- Written instruction
Reproduce the material below, swapping every "shadowed dune face" for "dark dune slope" and leaving everything else as it is.

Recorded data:

__________

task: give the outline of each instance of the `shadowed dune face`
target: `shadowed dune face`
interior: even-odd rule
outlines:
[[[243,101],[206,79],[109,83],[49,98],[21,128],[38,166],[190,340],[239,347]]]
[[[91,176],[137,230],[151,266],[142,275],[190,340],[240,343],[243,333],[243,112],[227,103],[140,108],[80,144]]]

__________

- Task output
task: give the outline of each instance of the `dark dune slope`
target: `dark dune slope`
interior: even-odd rule
outlines:
[[[243,101],[206,79],[109,83],[49,98],[21,128],[38,166],[190,340],[239,347]]]
[[[91,176],[137,230],[151,266],[142,275],[190,340],[240,343],[243,333],[243,112],[227,103],[140,108],[80,144]]]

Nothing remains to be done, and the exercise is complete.